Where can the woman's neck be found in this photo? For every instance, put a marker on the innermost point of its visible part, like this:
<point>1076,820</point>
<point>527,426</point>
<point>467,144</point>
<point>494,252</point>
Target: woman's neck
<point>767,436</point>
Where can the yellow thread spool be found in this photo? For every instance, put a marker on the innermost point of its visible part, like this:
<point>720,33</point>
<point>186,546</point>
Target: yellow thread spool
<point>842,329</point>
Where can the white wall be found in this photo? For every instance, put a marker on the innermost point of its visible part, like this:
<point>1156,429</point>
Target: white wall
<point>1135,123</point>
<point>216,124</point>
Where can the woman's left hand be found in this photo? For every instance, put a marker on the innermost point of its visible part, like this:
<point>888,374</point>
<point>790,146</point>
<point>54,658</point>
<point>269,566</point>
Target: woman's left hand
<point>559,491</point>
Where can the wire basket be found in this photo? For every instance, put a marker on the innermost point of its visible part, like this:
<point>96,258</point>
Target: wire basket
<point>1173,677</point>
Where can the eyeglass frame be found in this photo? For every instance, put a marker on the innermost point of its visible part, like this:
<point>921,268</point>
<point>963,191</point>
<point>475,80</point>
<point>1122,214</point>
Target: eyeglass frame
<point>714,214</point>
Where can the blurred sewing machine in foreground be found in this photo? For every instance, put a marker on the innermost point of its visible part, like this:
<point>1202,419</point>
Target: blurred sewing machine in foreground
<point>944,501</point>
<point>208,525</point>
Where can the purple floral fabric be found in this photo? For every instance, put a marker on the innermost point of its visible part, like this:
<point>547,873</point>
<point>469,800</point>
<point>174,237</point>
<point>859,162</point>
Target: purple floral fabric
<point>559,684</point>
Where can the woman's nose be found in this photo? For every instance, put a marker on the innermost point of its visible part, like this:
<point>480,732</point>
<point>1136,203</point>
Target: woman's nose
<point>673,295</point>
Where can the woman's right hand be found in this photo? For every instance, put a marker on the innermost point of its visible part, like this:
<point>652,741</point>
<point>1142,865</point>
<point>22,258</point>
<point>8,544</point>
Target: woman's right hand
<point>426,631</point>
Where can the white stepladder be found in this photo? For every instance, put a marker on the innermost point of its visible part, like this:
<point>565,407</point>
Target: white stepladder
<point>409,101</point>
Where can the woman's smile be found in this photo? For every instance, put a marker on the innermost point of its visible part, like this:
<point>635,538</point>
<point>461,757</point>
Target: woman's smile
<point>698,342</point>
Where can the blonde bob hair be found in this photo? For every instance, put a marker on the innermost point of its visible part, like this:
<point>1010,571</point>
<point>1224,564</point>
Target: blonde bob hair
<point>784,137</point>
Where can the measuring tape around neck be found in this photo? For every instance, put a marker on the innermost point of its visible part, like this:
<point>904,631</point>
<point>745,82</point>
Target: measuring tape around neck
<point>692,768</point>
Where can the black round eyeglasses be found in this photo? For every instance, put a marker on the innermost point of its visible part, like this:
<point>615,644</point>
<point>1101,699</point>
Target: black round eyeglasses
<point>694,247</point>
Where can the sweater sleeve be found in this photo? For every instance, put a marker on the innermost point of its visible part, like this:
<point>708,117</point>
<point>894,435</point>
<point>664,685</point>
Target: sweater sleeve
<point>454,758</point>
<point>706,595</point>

● **To be done**: Copy out all of the material above word for word, from its first line to its last.

● **Answer to this exercise**:
Where can the woman's neck be found in this photo? For every instance, put a marker on the innermost point of its visible part, like this:
<point>1076,820</point>
<point>527,426</point>
<point>467,144</point>
<point>494,252</point>
Target: woman's neck
<point>767,436</point>
Where can the yellow thread spool be found in this photo? For every instance, put a marker on the innermost point of its visible part, like this:
<point>720,33</point>
<point>186,546</point>
Target: yellow thread spool
<point>842,329</point>
Where can the white wall be found in this photo? For every instance, put a marker on the innermost point of its visible part, like this:
<point>1156,429</point>
Target: white wall
<point>1135,123</point>
<point>216,124</point>
Where can the woman's left hand be found in this photo? For every instance, put a marker on the innermost point of its visible part, like this:
<point>888,374</point>
<point>790,146</point>
<point>54,658</point>
<point>269,566</point>
Target: woman's left hand
<point>559,491</point>
Where can the wire basket be found in this photo? For every instance, put a marker on the innermost point of its visible part, like this:
<point>96,258</point>
Target: wire basket
<point>1173,677</point>
Where can the eyeglass frame be found in this photo? For every instance, put a marker on the innermost point of its visible part, like this:
<point>921,268</point>
<point>963,191</point>
<point>475,80</point>
<point>1122,214</point>
Target: eyeglass frame
<point>714,214</point>
Where can the blurred sewing machine in foreground be found in this photo? For every instance, put a marker on the innermost point of its visible part, like this:
<point>1202,419</point>
Target: blurred sewing machine in foreground
<point>944,501</point>
<point>208,525</point>
Where can the purple floral fabric be found in this photo? For every instance, put a marker on the innermost point of its visible part, like this:
<point>547,873</point>
<point>469,800</point>
<point>174,237</point>
<point>859,162</point>
Target: purple floral fabric
<point>559,684</point>
Where can the woman's nose be found in this photo? For every instance, put a marker on the innermost point of its visible part, like this:
<point>480,732</point>
<point>1136,203</point>
Target: woman's nose
<point>673,295</point>
Where can the woman's right hand be found in this photo? For every instance, put a marker on the innermost point of its visible part, like this:
<point>652,741</point>
<point>1142,865</point>
<point>22,258</point>
<point>8,544</point>
Target: woman's right hand
<point>426,631</point>
Where can the white stepladder be found in this photo? For every instance, put a marker on the innermost point of its visible part, like this:
<point>565,407</point>
Target: white stepladder
<point>409,101</point>
Where can the woman's smile be found in this photo? For every instance, put a marker on the innermost point of its visible part, like this:
<point>635,538</point>
<point>461,757</point>
Target: woman's smile
<point>698,342</point>
Where can the blonde bob hair be found in this photo? For every instance, put a marker on the innermost point of its visible part, like this:
<point>1010,571</point>
<point>1224,564</point>
Target: blonde bob hair
<point>784,137</point>
Where can the measuring tape around neck be found in this photo? For every instance, put a marker on the innermost point of its visible part, like this:
<point>904,631</point>
<point>745,82</point>
Target: measuring tape around neck
<point>692,768</point>
Where can the black round eyeglasses be found in this photo? For every instance, put a marker on the innermost point of its visible part, like this:
<point>615,644</point>
<point>1101,699</point>
Target: black round eyeglasses
<point>694,247</point>
Where can the sweater sleeve be found in this photo? For every instance, put a marker on the innermost point of its visible part, like this:
<point>708,117</point>
<point>894,435</point>
<point>664,685</point>
Target: sweater sleeve
<point>454,758</point>
<point>706,595</point>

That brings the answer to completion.